(Exercise goal): Reproduce every line of the records below word for word, omitting the pictures.

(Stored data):
[BEGIN]

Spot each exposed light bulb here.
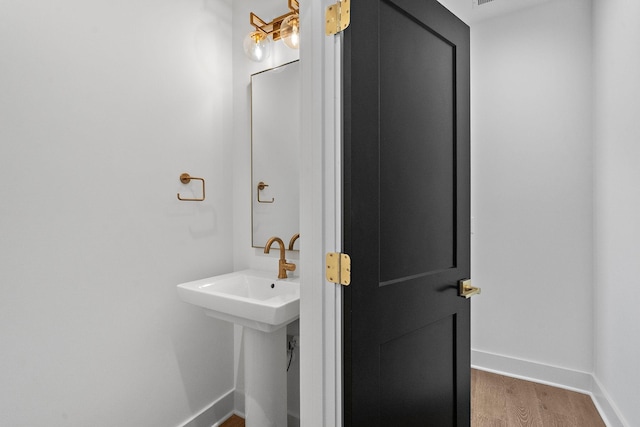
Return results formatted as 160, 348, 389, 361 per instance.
242, 31, 271, 62
280, 15, 300, 49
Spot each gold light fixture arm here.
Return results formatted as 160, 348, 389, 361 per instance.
178, 172, 204, 202
249, 0, 300, 41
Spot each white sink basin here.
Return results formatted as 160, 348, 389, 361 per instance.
178, 270, 300, 332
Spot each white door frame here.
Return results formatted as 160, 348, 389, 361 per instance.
299, 0, 342, 427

[END]

(Finished exercise):
Spot each exposed light bulb here.
Return results formatted as 160, 348, 389, 361 per instance.
242, 31, 271, 62
280, 15, 300, 49
Spot each gold light fixture arm here.
Return results formatted as 160, 348, 389, 361 per instance.
178, 172, 204, 202
249, 0, 300, 41
Spot each white sink basin here.
Return results formatted as 160, 348, 389, 361 per instance.
178, 270, 300, 332
Spot each white door frame here.
Return results formatted as 160, 348, 389, 361 per instance.
299, 0, 342, 427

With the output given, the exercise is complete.